▶ **WHAT IS NEEDED**
How many lines in the records below contain the string "positive"? Reply with the number alone.

══════════════════════════════

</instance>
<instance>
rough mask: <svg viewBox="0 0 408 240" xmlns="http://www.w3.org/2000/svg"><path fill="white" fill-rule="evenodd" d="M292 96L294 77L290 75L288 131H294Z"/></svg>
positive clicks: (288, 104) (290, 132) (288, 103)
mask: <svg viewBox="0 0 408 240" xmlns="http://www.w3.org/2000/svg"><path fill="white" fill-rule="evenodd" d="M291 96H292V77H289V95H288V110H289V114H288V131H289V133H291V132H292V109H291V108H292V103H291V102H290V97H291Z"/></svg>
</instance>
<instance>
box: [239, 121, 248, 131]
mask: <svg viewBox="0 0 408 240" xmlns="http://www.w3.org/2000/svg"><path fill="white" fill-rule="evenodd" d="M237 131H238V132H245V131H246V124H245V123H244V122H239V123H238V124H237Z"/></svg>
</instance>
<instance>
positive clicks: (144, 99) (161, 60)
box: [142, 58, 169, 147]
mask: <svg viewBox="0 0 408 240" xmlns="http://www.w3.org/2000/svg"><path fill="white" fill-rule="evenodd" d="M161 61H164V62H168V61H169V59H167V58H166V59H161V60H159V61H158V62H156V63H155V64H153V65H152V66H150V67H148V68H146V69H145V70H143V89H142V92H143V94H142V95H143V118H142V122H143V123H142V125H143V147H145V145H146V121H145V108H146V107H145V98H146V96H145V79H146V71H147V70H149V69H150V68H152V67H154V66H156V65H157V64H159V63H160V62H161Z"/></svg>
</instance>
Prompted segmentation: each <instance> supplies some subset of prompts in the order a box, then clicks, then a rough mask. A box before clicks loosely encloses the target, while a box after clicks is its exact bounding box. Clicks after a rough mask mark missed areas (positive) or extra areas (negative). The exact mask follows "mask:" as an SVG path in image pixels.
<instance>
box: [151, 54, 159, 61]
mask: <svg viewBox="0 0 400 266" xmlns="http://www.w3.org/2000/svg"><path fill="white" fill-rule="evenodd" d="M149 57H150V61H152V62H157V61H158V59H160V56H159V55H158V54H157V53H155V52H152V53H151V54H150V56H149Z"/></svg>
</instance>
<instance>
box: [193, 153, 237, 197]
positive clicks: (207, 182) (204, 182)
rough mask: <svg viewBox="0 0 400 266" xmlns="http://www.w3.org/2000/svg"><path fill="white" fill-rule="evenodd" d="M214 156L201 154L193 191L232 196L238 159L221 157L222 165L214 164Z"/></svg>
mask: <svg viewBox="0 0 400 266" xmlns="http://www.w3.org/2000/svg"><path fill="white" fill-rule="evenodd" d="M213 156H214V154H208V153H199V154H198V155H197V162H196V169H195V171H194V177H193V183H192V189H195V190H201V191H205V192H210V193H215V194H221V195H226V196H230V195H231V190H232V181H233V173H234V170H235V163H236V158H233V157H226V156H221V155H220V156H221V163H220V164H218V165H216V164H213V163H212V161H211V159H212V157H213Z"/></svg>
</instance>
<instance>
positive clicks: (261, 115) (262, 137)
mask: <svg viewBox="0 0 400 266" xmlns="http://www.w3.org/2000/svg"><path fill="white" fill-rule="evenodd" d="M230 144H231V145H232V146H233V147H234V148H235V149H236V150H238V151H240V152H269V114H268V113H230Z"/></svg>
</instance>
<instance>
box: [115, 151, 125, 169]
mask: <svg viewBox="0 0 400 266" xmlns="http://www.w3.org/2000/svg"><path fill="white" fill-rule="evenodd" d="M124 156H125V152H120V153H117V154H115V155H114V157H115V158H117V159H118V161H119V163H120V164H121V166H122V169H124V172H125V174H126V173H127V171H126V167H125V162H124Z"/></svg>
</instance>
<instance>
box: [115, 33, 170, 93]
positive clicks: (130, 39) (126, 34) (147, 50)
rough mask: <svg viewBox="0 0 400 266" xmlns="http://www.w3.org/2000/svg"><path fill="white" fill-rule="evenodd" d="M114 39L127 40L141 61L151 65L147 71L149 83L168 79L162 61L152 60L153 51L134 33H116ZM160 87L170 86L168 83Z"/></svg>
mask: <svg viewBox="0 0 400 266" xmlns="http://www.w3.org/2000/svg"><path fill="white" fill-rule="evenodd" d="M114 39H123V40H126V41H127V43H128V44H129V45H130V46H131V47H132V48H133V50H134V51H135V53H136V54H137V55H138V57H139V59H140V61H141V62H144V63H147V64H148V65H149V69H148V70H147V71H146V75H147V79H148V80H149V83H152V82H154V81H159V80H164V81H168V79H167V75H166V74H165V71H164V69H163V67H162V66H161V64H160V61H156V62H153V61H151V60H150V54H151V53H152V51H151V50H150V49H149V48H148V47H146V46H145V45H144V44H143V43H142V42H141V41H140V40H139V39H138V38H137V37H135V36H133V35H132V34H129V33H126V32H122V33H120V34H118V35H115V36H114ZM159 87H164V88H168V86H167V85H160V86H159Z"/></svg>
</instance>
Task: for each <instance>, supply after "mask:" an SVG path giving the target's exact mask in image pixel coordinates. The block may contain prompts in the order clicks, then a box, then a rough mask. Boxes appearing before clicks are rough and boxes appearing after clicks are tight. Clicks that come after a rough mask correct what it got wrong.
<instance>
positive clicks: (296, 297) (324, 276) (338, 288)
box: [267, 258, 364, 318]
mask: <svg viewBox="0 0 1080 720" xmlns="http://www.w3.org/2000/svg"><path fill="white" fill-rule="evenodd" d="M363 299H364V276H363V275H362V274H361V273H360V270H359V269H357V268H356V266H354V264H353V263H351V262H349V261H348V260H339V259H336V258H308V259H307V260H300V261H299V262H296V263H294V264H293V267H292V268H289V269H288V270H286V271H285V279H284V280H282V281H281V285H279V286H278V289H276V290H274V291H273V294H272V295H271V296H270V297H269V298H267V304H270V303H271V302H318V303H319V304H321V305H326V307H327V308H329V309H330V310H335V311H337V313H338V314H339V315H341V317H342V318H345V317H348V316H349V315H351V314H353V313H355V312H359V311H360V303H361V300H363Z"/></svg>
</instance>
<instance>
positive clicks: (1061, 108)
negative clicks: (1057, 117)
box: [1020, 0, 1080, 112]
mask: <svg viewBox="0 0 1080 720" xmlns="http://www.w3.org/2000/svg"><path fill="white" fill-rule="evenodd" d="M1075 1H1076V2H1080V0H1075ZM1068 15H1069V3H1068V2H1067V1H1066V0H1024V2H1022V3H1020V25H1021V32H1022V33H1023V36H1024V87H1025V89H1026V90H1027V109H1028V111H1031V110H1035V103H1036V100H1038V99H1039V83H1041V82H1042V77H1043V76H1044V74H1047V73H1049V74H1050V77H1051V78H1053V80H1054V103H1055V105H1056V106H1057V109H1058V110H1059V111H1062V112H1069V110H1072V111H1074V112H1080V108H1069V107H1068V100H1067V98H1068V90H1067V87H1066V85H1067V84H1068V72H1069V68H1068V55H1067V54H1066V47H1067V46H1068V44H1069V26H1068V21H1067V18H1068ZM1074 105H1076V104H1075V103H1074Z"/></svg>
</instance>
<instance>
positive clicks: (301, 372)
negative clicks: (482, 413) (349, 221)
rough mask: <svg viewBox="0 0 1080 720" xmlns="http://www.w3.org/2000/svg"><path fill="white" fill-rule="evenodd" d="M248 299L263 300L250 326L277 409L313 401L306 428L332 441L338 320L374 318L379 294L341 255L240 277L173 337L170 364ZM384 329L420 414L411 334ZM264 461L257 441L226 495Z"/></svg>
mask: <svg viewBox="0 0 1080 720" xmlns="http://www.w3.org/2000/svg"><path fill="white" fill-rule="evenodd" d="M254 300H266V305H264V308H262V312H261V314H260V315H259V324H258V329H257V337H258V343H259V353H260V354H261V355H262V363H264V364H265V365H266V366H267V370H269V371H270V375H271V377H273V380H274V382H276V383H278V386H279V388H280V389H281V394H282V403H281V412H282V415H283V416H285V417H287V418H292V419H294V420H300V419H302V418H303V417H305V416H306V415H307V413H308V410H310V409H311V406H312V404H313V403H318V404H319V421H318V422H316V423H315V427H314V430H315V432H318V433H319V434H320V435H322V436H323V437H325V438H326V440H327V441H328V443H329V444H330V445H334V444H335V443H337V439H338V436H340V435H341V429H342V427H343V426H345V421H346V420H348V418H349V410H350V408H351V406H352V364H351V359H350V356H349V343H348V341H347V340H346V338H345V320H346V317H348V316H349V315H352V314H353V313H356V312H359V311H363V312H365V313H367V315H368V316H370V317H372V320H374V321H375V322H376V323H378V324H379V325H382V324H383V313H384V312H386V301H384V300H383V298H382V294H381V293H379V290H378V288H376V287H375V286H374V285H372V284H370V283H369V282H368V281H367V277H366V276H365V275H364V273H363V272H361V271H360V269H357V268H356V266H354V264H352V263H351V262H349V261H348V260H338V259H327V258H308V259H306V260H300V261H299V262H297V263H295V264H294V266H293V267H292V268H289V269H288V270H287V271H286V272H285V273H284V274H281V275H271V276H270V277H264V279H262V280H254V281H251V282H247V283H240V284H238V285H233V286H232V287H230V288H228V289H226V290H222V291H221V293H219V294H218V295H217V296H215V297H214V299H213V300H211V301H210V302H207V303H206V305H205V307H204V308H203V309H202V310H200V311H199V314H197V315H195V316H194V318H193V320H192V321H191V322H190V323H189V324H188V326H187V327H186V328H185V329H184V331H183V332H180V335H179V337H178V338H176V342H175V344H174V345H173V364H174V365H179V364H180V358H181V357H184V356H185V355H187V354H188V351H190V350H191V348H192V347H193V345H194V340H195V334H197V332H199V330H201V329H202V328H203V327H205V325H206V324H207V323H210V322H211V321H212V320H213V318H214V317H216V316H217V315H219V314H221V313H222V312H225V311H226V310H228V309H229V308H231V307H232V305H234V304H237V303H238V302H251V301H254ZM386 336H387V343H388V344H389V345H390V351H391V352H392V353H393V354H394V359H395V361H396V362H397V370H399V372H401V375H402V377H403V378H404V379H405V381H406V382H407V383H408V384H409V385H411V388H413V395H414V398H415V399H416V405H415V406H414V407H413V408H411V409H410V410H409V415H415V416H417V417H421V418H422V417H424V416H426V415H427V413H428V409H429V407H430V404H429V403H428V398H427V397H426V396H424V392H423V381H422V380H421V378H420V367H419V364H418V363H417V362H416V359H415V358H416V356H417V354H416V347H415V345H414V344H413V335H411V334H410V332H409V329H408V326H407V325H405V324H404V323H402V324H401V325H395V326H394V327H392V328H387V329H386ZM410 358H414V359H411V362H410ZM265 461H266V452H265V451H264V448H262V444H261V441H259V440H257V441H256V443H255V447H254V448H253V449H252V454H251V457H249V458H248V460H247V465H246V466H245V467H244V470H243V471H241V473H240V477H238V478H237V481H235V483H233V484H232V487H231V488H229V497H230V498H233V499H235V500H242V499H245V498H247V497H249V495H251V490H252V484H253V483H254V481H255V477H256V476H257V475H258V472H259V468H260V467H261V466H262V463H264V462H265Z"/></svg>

══════════════════════════════

▶ **SOLUTION FOR THIS EXERCISE**
9